제공 데이터
┌────────

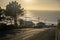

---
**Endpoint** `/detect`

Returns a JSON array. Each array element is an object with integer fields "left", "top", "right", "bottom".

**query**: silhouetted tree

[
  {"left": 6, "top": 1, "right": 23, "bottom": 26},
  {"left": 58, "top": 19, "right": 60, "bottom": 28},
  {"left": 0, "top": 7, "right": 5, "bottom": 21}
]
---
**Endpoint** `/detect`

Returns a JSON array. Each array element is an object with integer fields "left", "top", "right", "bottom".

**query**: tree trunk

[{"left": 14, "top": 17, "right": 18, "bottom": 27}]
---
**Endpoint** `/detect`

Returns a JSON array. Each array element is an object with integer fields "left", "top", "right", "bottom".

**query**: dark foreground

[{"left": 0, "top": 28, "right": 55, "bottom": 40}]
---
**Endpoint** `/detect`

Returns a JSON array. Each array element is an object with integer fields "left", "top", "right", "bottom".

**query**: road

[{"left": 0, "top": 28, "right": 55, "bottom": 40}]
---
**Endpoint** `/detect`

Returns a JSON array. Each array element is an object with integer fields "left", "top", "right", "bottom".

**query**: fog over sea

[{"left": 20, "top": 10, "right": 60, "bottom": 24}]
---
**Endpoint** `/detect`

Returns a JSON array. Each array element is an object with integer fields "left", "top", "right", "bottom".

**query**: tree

└────────
┌────────

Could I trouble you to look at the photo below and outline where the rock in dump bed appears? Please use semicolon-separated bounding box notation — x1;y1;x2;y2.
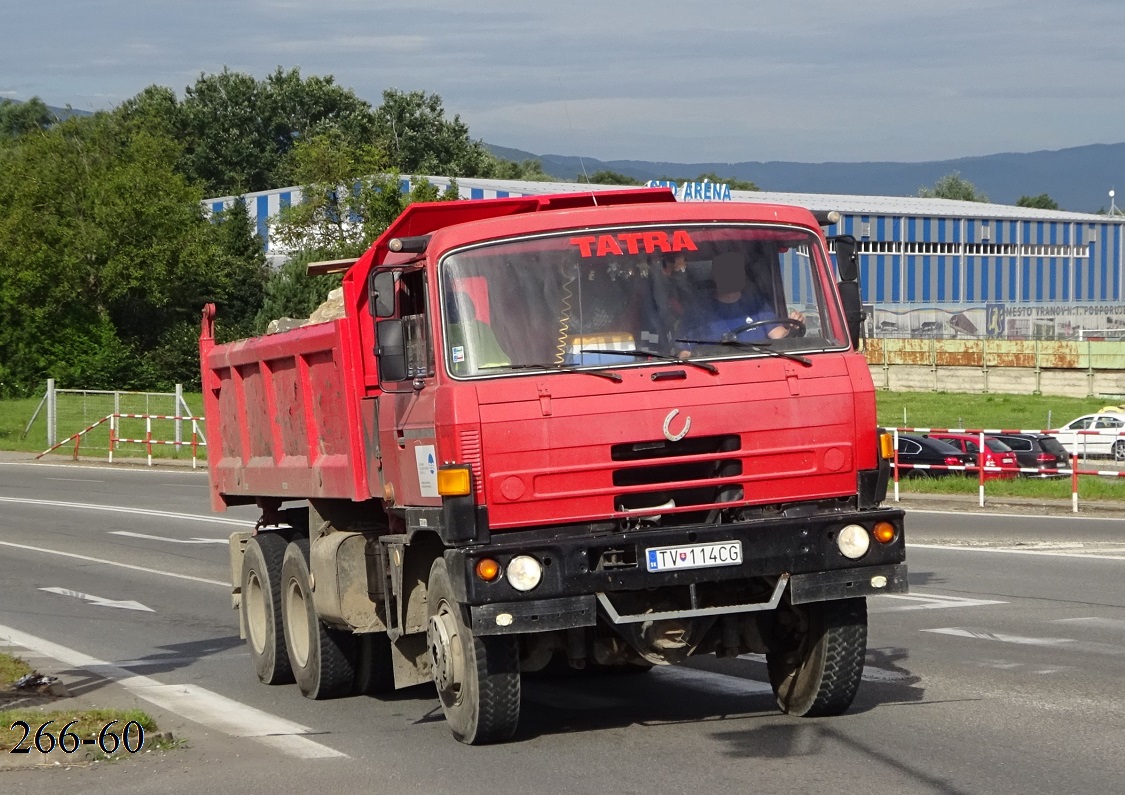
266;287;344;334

└────────

작업 지시
"Could I trouble" 부분이 있는 줄부터 "266;287;344;334" 부분이 있는 줄까지, 양 끝 줄을 포함해 한 글자도 바꾸지 말고 그대로 복사하세요. 그림은 답에 넣지 마세요.

답변
Could I trouble you to look at the photo below and outline where the rock in dump bed appears? Please use semicolon-separated bounding box notation — x1;y1;x2;y2.
266;287;344;334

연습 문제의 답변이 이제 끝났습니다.